**TASK TO COMPLETE:** Every entry below must be repeated exactly; skip the pictures.

**STORED DATA:**
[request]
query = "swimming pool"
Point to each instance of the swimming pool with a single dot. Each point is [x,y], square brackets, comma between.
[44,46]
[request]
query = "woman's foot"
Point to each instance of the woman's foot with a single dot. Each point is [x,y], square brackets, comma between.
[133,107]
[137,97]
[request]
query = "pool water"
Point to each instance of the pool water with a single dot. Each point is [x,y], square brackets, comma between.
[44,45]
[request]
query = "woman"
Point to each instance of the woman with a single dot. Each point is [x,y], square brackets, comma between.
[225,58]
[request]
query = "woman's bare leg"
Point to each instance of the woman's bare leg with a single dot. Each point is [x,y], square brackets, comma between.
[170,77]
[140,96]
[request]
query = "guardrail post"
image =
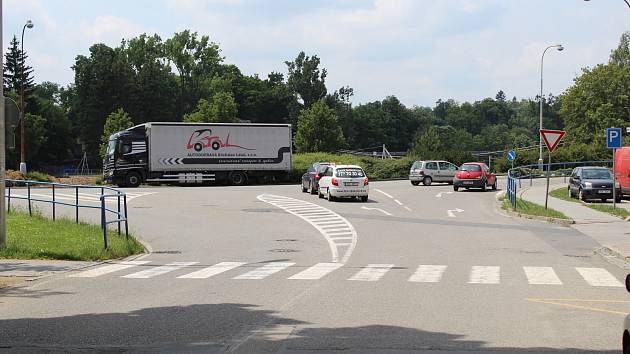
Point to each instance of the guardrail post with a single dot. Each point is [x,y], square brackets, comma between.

**TASK RESULT:**
[request]
query = "swimming pool"
Point to each instance of the swimming pool with a single dot. Each point is [x,y], square brackets, comma between.
[44,46]
[request]
query = "woman's foot"
Point to each instance of the woman's foot with a single dot. Each point is [x,y], square brackets, comma between.
[133,107]
[137,97]
[request]
query = "pool water"
Point to each instance of the pool water with a single dot. Each point is [x,y], square brackets, comma between.
[44,45]
[request]
query = "woman"
Point to each instance of the woman with a single dot. Each point is [x,y], square brackets, comma between.
[225,58]
[request]
query = "woman's bare leg"
Point to each instance of the woman's bare leg with a single dot. Each point is [x,y], square brackets, comma between.
[170,77]
[140,96]
[request]
query = "guardrail post"
image =
Point to each instance of the guardrail post with a single dot. Each point is [x,y], square brackets, comma between.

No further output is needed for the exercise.